**Source:**
"Grown Men Don't Cry" is a song written by Tom Douglas and Steve Seskin and recorded by American country music artist Tim McGraw. It was released in March 2001 as the first single from McGraw's 2001 album Set This Circus Down. The song reached number one on the US Billboard Hot Country Singles & Tracks (now Hot Country Songs) chart and peaked at number 25 on the Billboard Hot 100.

Content
In the song's first verse, the narrator pulled into the grocery store, and he saw a boy wrapping around the legs of his mother. She had mascara tears running down her face like an ice cream cone melting, due to the years of bad decision. The narrator bought his groceries, came back out, and returns home. In the second verse, the narrator had a dream about his elderly father. He was 10 years old, and he holds the narrator's hand. They were talking on the front porch to watch the sunset, due to the dream that he was a slave to the elderly father's job, and the elderly father is no longer around. So the narrator placed a red rose on the elderly father's grave, and he talks to the wind. In the third and final verse, the narrator sat here with his kids and his wife, and everything that holds dear in the narrator's life. They went upstairs, and got ready for bed, but the little girl said that she hadn't heard her story yet. She lifts her head of off her pillows, and said "I love you dad".

**Data lines:**
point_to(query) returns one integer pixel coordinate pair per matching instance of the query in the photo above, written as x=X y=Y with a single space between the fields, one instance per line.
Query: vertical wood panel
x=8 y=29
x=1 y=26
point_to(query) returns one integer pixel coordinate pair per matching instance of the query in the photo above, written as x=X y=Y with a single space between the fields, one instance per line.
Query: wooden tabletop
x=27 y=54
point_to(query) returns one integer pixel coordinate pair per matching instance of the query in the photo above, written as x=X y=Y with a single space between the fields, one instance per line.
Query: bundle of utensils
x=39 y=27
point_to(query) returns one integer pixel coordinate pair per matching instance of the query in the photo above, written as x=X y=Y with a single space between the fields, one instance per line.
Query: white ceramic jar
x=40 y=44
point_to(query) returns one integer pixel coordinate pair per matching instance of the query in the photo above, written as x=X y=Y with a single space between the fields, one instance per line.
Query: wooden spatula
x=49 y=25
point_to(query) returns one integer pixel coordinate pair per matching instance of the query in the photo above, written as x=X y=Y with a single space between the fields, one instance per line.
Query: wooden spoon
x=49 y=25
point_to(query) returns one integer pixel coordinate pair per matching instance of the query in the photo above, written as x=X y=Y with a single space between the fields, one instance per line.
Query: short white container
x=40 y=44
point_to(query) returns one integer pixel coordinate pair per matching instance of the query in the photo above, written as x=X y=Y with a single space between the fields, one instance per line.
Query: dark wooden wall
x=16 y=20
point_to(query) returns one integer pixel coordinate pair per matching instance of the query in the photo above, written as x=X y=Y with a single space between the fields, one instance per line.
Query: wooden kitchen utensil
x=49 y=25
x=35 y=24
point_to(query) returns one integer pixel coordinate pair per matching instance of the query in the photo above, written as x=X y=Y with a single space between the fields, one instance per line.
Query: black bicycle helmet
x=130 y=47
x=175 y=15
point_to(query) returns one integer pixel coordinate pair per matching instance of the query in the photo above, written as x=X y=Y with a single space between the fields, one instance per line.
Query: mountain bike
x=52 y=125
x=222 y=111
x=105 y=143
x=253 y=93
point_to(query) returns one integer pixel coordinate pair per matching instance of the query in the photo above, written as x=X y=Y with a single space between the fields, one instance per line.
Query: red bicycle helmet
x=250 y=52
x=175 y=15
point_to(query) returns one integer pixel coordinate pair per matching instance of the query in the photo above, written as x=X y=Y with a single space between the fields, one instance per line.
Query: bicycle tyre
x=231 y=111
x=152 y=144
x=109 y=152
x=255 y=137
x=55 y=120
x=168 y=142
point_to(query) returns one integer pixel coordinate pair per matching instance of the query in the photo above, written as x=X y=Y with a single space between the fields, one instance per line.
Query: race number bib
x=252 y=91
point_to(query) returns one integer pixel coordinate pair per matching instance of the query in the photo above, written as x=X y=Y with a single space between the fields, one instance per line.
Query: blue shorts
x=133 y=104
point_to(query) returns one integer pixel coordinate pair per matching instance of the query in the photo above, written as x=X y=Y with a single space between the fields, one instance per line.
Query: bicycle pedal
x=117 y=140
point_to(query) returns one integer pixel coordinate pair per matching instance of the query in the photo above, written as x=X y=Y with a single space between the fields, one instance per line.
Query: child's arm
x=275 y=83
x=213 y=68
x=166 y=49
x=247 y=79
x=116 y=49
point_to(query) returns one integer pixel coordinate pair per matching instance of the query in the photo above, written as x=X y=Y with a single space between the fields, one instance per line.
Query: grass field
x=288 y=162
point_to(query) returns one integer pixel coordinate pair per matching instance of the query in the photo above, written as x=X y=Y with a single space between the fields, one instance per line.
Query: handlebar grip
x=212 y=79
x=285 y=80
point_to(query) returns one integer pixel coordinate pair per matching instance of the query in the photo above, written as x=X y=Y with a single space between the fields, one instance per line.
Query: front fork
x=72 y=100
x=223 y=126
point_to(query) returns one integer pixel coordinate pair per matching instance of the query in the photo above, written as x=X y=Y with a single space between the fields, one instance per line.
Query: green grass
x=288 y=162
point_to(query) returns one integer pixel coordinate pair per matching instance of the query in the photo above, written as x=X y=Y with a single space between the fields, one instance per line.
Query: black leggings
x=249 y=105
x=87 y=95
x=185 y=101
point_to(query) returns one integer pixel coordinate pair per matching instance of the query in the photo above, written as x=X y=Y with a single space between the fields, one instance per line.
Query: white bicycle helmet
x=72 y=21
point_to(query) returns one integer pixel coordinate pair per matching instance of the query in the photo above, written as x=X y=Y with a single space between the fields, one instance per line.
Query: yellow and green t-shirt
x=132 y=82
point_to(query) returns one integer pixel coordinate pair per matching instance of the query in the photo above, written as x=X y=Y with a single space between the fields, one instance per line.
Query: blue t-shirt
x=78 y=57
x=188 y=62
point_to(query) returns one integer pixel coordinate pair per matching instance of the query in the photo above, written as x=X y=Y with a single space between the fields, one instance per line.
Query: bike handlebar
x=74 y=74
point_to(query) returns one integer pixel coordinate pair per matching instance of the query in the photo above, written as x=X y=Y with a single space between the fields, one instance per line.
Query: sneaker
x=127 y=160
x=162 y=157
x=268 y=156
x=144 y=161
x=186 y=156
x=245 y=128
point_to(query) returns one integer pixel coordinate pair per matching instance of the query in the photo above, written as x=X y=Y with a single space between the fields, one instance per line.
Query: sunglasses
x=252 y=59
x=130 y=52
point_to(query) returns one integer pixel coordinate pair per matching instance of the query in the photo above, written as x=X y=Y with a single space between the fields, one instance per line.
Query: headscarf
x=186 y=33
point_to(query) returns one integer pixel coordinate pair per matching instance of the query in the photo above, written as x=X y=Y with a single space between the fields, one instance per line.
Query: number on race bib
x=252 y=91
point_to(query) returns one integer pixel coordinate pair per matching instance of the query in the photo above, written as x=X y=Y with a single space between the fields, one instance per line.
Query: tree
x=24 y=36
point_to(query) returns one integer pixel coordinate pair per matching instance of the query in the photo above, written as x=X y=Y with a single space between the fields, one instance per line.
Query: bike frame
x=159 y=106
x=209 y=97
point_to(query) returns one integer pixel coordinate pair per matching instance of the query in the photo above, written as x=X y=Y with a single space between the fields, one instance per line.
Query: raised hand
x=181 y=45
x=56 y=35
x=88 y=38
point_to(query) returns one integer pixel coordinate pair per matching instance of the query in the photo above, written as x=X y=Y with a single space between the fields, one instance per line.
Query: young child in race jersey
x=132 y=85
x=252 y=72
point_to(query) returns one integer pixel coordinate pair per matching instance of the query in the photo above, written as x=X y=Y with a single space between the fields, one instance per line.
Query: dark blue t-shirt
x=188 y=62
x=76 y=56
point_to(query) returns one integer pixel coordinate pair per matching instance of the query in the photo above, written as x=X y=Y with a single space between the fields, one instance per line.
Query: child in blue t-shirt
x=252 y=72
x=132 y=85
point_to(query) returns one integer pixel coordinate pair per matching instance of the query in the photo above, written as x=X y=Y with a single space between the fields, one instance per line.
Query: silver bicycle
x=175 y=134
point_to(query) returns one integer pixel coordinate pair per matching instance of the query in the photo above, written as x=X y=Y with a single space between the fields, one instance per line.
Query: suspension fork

**Exercise instructions:** Carry on the article about the song "Grown Men Don't Cry" from the point where it stops.

**Final result:**
Critical reception
Kevin John Coyne of Country Universe gave the song an A grade, and he praised the "combination of the vivid imagery and McGraw’s plaintive vocal performance." He also said that the second verse "is so well-crafted, and McGraw delivers it so masterfully that it always surprises me, no matter how many times I hear it."

Chart performance
"Grown Men Don't Cry" debuted at number 30 on the U.S. Billboard Hot Country Singles & Tracks for the chart week of March 24, 2001.

Year-end charts

References

2001 singles
2001 songs
Tim McGraw songs
Songs written by Steve Seskin
Songs written by Tom Douglas (songwriter)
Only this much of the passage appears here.